◆ CONSIGNE ◆
Écrivez la suite du texte sur l'obligation de publier chez les universitaires, en repartant juste après sa dernière phrase.

◆ EXTRAIT CITÉ ◆
+++

« Publie ou péris » : voilà un précepte constamment rappelé aux étudiants aux cycles supérieurs et aux professeurs en début de carrière. À défaut de disposer d’un dossier de publications respectable, ils verront rapidement leur carrière interrompue et leurs espoirs anéantis.
Mais comment publier? Où trouver le temps? La plupart des professeurs travaillent en moyenne 60 à 80 heures par semaine. Il faut préparer les cours, les enseigner, les remanier, rédiger les examens, surveiller leur déroulement, corriger et attribuer les notes, superviser, répondre au courrier, présider des comités, assister à des réunions, coordonner les assistants à l’enseignement, résoudre des différends, rédiger des lettres de recommandation, collecter des données, obtenir des subventions, lire les journaux et, évidemment, publier.
Le présent article ne résume qu’un des volets abordés dans notre ouvrage : le cycle d’écriture et de publication, qui comprend cinq étapes : trouver un sujet, trouver des éditeurs potentiels, rédiger le manuscrit, le soumettre et réagir aux commentaires reçus.

+++

◆ LIGNES PRÉSENTÉES ◆
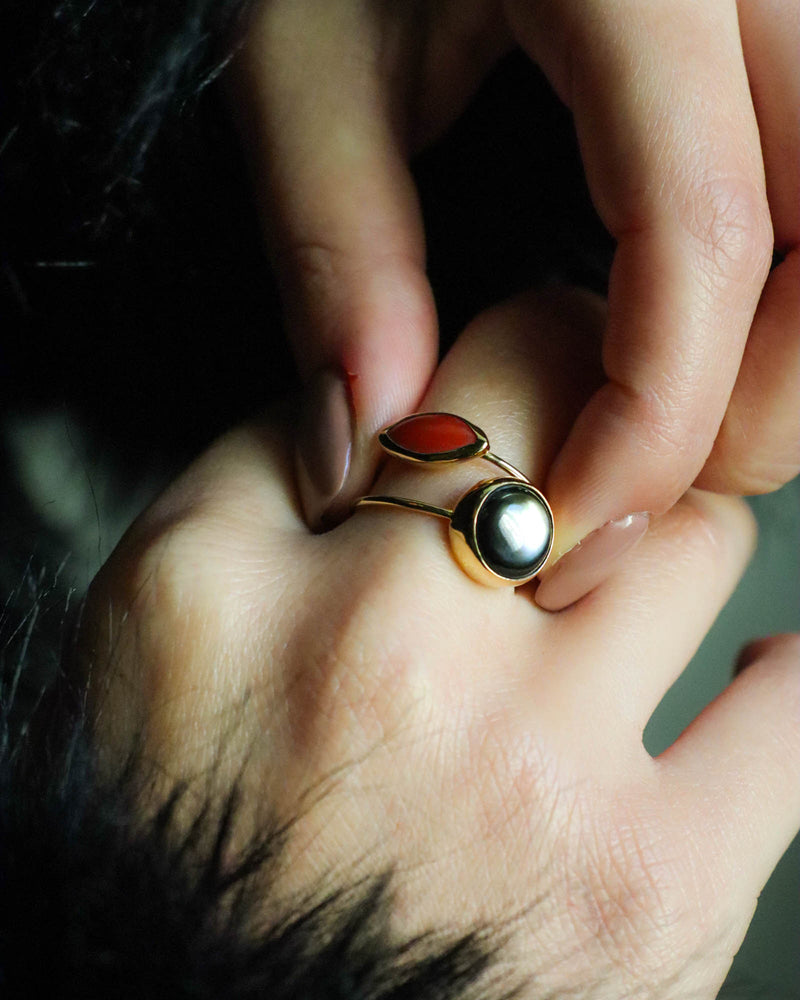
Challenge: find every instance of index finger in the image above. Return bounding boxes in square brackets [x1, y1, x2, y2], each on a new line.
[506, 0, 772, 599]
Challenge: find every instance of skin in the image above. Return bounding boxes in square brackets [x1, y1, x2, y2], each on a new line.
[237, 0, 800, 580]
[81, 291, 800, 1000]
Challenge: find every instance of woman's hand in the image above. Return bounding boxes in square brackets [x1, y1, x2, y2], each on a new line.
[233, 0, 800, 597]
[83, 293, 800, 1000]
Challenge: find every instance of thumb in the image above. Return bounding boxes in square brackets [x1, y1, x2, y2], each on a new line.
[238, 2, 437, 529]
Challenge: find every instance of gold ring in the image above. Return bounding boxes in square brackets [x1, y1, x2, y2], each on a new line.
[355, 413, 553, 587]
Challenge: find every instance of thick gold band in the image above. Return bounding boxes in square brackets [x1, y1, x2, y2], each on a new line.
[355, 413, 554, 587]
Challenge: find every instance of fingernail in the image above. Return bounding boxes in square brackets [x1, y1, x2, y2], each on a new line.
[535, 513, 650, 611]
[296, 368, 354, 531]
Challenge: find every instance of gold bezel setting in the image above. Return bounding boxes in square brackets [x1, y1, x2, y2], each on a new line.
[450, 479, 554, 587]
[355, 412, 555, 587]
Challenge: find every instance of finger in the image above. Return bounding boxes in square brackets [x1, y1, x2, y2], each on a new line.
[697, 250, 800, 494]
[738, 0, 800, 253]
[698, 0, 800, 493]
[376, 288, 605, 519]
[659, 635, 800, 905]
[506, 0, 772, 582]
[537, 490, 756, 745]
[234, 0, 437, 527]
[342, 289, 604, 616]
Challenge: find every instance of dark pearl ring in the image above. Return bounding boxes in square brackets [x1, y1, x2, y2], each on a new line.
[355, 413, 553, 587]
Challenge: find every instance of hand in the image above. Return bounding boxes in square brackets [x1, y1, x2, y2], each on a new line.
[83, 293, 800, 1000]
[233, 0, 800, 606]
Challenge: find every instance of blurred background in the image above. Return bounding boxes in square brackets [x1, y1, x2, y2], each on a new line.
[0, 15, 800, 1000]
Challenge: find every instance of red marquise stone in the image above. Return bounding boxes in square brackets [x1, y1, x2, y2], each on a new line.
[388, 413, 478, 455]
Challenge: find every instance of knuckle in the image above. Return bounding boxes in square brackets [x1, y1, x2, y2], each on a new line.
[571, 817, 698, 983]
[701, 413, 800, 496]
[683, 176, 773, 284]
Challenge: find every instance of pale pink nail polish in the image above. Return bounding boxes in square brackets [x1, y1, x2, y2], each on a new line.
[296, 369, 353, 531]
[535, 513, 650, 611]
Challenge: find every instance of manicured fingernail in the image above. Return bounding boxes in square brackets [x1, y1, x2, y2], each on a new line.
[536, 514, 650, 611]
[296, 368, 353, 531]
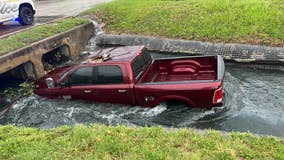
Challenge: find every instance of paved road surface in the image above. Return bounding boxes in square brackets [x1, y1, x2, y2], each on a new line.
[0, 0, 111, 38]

+++

◆ RÉPONSE ◆
Trouver un sujet
Choisissez un sujet que vous connaissez bien. Le sujet doit être pertinent et cibler un lectorat précis. Vous pouvez commencer par résumer des extraits de votre thèse ou de votre mémoire et en faire quelques articles, ou encore publier des données recuillies pendant vos études, mais écartées de votre dissertation. Voici des exemples d’articles que vous pouvez rédiger :
1. article fournissant des renseignements pratiques;
2. document d’information;
3. analyse documentaire;
4. essai philosophique;
5. texte d’opinion;
6. rapport de recherche.
Vous pouvez également publier un ouvrage ou une monographie inspirés de votre dissertation, pourvu que vous n’en ayez pas déjà fait paraître plus de 30 pour cent. Veillez toutefois à ne pas enfreindre les lois sur le droit d’auteur.
Trouver des éditeurs potentiels
Pour chaque article, trouvez quelques revues susceptibles de vous publier. Comment? Examinez les sources utilisées pour votre thèse ou votre mémoire. Les revues qui ont publié votre thèse ou votre mémoire pourraient‑elles aussi publier vos travaux?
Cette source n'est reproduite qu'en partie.